Every line in the listing below from the one with "Where can you spot the clear" through the one with "Where can you spot the green" is to be reproduced exactly, both ends included; leave out the rest.

*** Opening Study material ***

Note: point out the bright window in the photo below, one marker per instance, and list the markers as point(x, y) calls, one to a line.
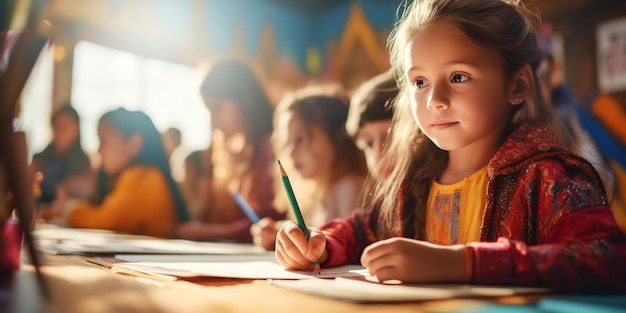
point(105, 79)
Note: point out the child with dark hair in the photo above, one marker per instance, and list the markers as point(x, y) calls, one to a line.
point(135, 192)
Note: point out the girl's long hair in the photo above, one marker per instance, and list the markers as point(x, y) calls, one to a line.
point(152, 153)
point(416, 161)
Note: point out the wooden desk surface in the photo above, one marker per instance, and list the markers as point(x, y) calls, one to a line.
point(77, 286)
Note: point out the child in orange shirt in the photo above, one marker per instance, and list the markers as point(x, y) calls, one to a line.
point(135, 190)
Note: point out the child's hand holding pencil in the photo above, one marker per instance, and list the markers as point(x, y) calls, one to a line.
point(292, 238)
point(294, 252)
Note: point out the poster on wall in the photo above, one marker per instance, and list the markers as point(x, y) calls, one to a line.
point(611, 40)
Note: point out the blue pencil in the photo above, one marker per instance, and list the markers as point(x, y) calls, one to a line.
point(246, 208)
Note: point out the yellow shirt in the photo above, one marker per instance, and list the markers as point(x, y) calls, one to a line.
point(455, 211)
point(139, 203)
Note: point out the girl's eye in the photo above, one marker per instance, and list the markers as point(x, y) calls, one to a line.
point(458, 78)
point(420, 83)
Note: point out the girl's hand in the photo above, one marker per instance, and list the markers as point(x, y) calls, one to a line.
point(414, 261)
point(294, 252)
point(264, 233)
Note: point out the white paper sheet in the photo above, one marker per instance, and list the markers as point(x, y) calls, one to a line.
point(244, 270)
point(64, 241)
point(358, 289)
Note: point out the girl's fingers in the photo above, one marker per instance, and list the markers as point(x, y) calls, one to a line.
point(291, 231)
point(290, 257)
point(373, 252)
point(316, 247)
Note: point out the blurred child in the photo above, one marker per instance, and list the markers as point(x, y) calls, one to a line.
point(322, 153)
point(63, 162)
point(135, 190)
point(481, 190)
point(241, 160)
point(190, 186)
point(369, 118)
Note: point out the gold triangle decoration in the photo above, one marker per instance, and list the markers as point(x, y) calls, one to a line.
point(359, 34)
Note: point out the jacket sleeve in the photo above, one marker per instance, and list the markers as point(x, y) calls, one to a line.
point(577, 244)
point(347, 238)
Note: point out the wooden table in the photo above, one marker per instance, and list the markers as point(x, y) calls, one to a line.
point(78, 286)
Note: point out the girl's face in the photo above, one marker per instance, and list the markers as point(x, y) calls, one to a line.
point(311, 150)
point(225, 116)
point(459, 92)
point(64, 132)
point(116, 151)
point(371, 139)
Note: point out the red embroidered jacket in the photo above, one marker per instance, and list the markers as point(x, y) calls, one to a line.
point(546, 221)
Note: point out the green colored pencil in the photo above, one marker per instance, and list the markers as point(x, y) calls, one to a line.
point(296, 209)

*** Closing Study material ***
*** Opening Study material ***

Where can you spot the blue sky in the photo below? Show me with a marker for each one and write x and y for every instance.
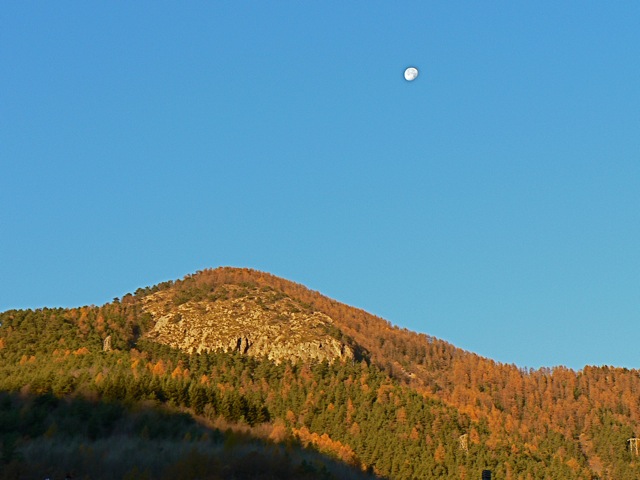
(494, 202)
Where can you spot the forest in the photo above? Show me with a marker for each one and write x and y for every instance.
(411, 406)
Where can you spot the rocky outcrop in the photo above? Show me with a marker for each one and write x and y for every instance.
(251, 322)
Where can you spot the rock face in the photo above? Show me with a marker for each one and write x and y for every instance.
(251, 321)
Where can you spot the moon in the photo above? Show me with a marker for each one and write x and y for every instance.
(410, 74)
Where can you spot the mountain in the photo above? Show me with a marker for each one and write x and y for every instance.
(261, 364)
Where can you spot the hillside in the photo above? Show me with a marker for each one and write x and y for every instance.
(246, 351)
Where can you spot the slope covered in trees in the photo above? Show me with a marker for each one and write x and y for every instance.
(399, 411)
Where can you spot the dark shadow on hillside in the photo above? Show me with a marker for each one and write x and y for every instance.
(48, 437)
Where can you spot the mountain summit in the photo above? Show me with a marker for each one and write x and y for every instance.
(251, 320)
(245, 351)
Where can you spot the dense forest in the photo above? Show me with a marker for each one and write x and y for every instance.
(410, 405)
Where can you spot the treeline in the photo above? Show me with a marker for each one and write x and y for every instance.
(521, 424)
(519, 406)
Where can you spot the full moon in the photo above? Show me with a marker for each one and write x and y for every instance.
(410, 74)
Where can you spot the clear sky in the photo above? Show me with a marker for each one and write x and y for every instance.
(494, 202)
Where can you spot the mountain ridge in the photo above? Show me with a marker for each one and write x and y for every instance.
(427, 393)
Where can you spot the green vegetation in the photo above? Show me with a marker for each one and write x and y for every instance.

*** Closing Study material ***
*** Opening Study material ***

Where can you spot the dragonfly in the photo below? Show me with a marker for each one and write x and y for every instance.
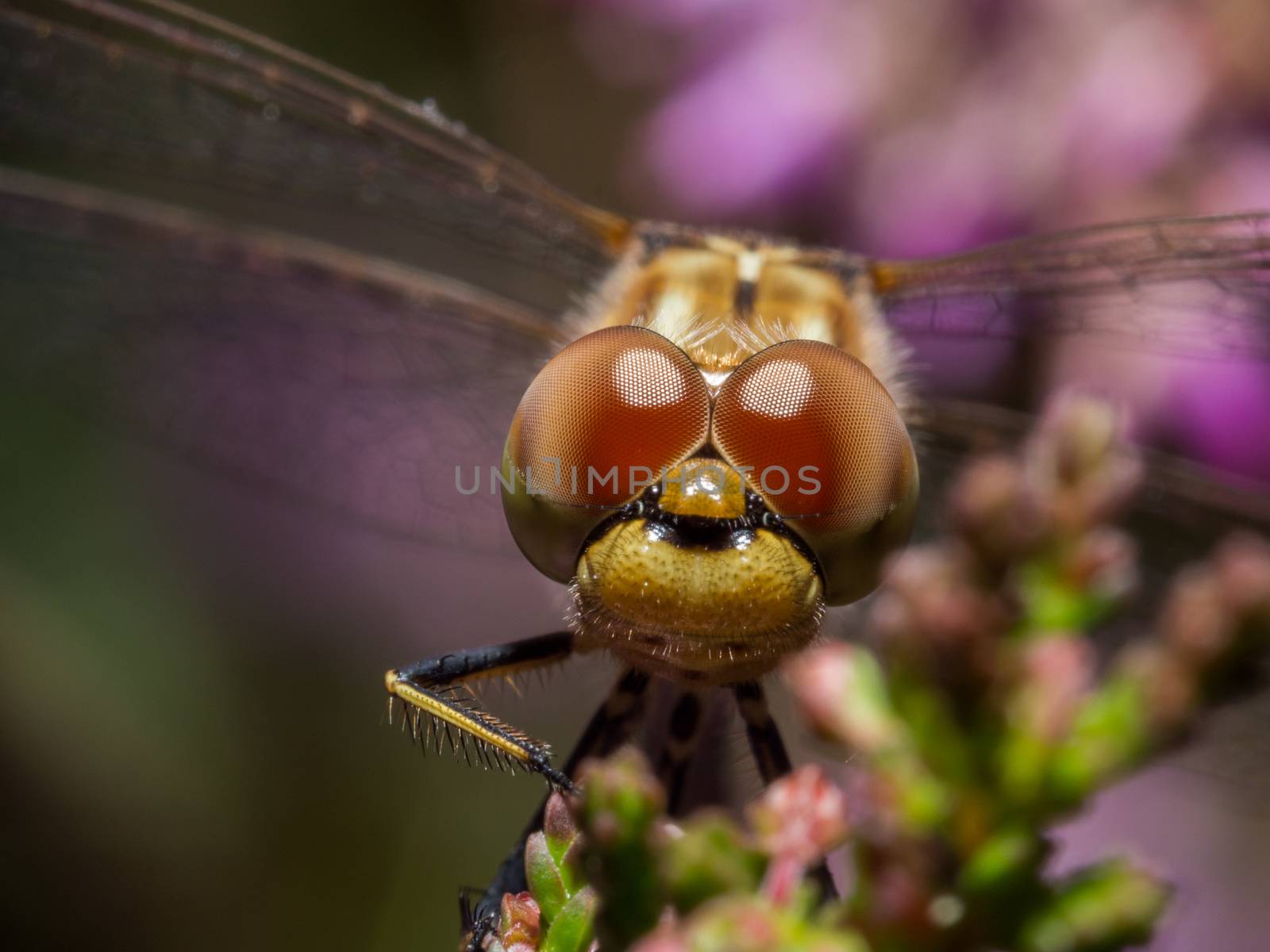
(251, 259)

*** Closing Study material ***

* Response to the task
Where can you spot the clear sky in the photo above? Show me with a marker for each one and write x and y for every instance.
(494, 202)
Where can you spot the mountain ridge in the photo above? Show me with a marker for each one and write x and y for every instance.
(427, 393)
Where can you spot the green vegetation in the photo above? Show me with a marker for each one and write x and y for every instance.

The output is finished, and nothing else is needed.